Pointing dataset excerpts:
## START
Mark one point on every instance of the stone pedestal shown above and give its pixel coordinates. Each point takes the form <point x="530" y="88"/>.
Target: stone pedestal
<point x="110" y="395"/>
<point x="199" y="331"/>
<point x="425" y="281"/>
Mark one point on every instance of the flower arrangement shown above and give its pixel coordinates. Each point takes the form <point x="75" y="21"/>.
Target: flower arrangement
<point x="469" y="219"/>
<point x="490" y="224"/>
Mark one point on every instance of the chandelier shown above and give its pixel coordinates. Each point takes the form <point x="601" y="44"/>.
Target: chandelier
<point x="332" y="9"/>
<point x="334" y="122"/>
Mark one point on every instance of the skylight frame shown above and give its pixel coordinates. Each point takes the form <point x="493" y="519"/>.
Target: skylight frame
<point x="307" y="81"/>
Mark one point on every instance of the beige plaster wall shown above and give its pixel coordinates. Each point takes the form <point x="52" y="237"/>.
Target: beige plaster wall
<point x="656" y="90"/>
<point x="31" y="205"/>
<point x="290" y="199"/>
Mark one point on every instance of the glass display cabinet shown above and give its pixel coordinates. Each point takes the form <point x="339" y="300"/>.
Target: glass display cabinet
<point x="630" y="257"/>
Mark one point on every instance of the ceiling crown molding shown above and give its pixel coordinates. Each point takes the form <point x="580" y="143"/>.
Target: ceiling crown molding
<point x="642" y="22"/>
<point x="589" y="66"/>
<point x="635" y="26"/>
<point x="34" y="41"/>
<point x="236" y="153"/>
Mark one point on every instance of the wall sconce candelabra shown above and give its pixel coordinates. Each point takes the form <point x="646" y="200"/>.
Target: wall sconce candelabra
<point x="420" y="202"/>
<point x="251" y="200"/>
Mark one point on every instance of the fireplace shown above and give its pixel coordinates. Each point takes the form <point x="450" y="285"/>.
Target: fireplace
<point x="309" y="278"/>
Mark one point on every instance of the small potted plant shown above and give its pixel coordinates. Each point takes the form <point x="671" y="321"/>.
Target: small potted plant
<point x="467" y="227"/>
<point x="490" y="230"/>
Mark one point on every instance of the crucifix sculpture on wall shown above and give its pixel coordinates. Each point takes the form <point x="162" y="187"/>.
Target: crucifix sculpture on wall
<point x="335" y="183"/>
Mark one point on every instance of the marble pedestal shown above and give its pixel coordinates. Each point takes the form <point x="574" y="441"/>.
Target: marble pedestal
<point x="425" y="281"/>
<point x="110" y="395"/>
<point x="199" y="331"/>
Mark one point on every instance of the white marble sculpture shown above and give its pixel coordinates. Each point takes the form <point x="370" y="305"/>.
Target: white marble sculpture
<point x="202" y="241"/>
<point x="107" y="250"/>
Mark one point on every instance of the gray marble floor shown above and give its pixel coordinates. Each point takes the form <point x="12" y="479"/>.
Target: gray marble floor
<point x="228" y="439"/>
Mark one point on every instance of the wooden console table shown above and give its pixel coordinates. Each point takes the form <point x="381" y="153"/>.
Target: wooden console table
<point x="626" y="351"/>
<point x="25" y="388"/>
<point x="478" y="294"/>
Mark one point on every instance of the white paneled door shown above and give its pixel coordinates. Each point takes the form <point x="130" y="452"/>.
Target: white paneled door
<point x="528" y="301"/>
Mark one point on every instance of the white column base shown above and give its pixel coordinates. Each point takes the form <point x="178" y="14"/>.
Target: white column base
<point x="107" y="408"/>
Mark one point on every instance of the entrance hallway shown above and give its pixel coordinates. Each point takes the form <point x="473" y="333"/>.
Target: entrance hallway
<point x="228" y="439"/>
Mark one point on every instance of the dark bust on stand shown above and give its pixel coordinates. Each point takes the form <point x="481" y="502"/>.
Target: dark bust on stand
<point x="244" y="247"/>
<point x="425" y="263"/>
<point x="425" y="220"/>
## END
Reproduce the full listing above, character for character.

THE COMPLETED TASK:
Mark one point on every instance of the stone pedestal shown above and give its pixel coordinates. Each point takes the form <point x="530" y="88"/>.
Target: stone pedestal
<point x="110" y="395"/>
<point x="199" y="331"/>
<point x="425" y="281"/>
Mark one point on every instance of the flower arrangement shown above and give its pixel coordinates. Each point takes the form <point x="75" y="21"/>.
Target: flower arrangement
<point x="469" y="219"/>
<point x="490" y="224"/>
Mark one point on every instance of the chandelier shown above and give its pixel coordinates. Each point takes the form <point x="601" y="44"/>.
Target: chandelier
<point x="332" y="9"/>
<point x="334" y="122"/>
Mark one point on every instance of the skylight frame shown above and give its pixel coordinates. Each point takes the form <point x="493" y="519"/>.
Target: skylight frame
<point x="307" y="81"/>
Mark one point on every instance of the beige plaster wall shown above and give its pixel coordinates. Each point takes the form <point x="52" y="237"/>.
Target: beige plaster wall
<point x="656" y="90"/>
<point x="31" y="205"/>
<point x="290" y="199"/>
Mark one point on every instance of the glass display cabinet shown above and give its pixel coordinates. Each point takes the form <point x="339" y="300"/>.
Target: glass display cabinet
<point x="630" y="257"/>
Mark one point on every instance of the ceiling crown molding shown above and give its pixel coordinates. Each point takes the form <point x="580" y="143"/>.
Target: ceiling crown molding
<point x="642" y="22"/>
<point x="589" y="66"/>
<point x="635" y="26"/>
<point x="34" y="41"/>
<point x="236" y="153"/>
Mark one point on every instance of the wall sconce candelabra shown above and give its pixel coordinates. Each point takes the form <point x="646" y="200"/>.
Target: wall sconce candelabra
<point x="420" y="202"/>
<point x="251" y="200"/>
Mark one point on every instance of the fireplace shown above and give its pixel coordinates. Each point takes the form <point x="450" y="285"/>.
Target: fireplace
<point x="309" y="278"/>
Mark one point on every instance of the small potted plant shown above and give its pixel coordinates. Each point takes the form <point x="671" y="321"/>.
Target: small potted plant
<point x="467" y="227"/>
<point x="490" y="230"/>
Mark one point on every instance of the crucifix sculpture on wall shown above and give its pixel coordinates. Each point takes the form <point x="162" y="187"/>.
Target: crucifix sculpture on wall
<point x="335" y="183"/>
Mark one point on every instance of the marble pedestal shown above and give its pixel coordinates. Each point takes the form <point x="574" y="441"/>.
Target: marble pedestal
<point x="425" y="281"/>
<point x="110" y="395"/>
<point x="199" y="331"/>
Mark one point on every instance of the white marble sculpture shown above and give its pixel coordinates. Each point takes the form <point x="370" y="305"/>.
Target: white marble sculpture
<point x="202" y="241"/>
<point x="107" y="250"/>
Mark one point on every instance of the gray marble floor shown above and give its pixel coordinates. Each point takes the form <point x="12" y="479"/>.
Target: gray marble floor
<point x="228" y="439"/>
Mark one point on every instance of the wooden console table shown above and give its pixel coordinates. Each point takes the form <point x="381" y="153"/>.
Target: wooden console table
<point x="626" y="351"/>
<point x="25" y="388"/>
<point x="478" y="294"/>
Mark one point on every instance of the white paneled door shown above and give its pixel coordinates. Each point takes the form <point x="130" y="452"/>.
Target: white paneled door
<point x="528" y="301"/>
Mark one point on every instance of the white column base shown above and give its pixel coordinates. Each point takes the form <point x="178" y="14"/>.
Target: white column base
<point x="107" y="408"/>
Mark one point on every instance of the entrance hallway shown above and give its pixel coordinates. Each point takes the form <point x="473" y="333"/>.
Target: entrance hallway
<point x="228" y="439"/>
Mark one point on every instance of the dark bust on stand shown above and give its pixel coordinates. Each point takes the form <point x="481" y="502"/>.
Target: dark bust on stand
<point x="244" y="247"/>
<point x="425" y="263"/>
<point x="425" y="220"/>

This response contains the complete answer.